■ Goal
Reproduce exactly the lines from the one containing "Put a single dot on each instance of the ladybug head" through the last line of the records below, both included, and nothing else.

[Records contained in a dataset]
>>

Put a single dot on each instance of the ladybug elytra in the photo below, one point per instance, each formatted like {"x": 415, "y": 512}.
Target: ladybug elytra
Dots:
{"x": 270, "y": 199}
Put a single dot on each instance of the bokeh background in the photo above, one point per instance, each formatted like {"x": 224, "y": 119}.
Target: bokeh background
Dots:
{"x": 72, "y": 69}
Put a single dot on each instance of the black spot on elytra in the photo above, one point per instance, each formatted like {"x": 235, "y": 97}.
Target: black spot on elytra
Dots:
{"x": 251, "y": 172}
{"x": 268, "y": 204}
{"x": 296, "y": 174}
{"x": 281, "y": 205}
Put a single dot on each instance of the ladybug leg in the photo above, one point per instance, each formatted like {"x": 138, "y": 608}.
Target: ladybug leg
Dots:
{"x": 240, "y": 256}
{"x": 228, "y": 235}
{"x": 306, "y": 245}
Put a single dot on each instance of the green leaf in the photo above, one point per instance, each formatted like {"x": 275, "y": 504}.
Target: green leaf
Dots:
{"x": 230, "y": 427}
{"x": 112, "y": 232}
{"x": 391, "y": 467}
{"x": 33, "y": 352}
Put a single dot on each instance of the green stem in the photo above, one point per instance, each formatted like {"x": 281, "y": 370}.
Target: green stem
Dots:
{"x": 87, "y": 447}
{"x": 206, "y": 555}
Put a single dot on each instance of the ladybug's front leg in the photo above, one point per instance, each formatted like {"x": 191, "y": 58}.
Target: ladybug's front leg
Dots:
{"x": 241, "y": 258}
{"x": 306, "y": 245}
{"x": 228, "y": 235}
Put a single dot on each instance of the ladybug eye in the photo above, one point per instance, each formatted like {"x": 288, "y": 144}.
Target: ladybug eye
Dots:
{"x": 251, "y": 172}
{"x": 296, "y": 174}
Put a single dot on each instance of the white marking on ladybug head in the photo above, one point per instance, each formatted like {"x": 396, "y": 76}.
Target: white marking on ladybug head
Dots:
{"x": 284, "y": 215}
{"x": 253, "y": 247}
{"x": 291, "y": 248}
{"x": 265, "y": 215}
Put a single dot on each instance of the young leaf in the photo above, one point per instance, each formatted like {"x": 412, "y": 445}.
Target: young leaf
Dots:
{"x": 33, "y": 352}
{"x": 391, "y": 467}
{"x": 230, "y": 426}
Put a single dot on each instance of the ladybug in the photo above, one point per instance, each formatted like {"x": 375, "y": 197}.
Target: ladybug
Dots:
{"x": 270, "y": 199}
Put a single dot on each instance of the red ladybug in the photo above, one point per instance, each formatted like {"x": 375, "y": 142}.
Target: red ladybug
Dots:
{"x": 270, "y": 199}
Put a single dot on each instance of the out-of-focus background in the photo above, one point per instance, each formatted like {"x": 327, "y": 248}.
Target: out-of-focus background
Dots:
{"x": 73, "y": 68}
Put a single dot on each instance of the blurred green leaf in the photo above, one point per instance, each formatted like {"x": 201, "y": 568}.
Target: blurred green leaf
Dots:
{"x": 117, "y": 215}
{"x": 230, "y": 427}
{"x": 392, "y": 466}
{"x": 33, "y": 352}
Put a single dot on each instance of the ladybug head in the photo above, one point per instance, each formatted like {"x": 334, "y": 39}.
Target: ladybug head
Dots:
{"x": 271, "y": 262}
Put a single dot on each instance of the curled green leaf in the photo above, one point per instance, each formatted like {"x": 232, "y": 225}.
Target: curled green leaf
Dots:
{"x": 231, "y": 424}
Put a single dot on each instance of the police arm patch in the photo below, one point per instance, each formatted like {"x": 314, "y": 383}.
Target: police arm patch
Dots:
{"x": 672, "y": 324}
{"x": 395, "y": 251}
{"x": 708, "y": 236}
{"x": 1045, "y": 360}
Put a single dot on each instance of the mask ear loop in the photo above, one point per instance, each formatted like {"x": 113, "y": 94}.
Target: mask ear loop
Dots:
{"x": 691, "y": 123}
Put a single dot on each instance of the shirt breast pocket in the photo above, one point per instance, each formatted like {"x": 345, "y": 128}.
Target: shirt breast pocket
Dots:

<<

■ Written solution
Put a single dot on each instance of the ladybug head in the photo above, one point per instance, each formatted like {"x": 334, "y": 39}.
Target: ladybug head
Dots:
{"x": 271, "y": 262}
Put a single dot on each instance of the curled green leaf in the photo above, one point per instance, each formatted like {"x": 232, "y": 225}.
Target: curled green leaf
Dots:
{"x": 231, "y": 424}
Put a single dot on each instance of the police arm patch in the photo below, one point per instance, each formatted like {"x": 314, "y": 383}.
Target: police arm patch
Dots:
{"x": 672, "y": 324}
{"x": 395, "y": 251}
{"x": 708, "y": 236}
{"x": 1045, "y": 360}
Put a single dot on each instance of the mask ear loop in the photo above, one point per instance, each formatted like {"x": 113, "y": 94}.
Target: mask ear loop
Dots:
{"x": 691, "y": 123}
Put a single dot on each instance of the shirt breast pocket in the photo above, one point per instance, each formatted like {"x": 345, "y": 128}.
Target: shirt breast pocket
Dots:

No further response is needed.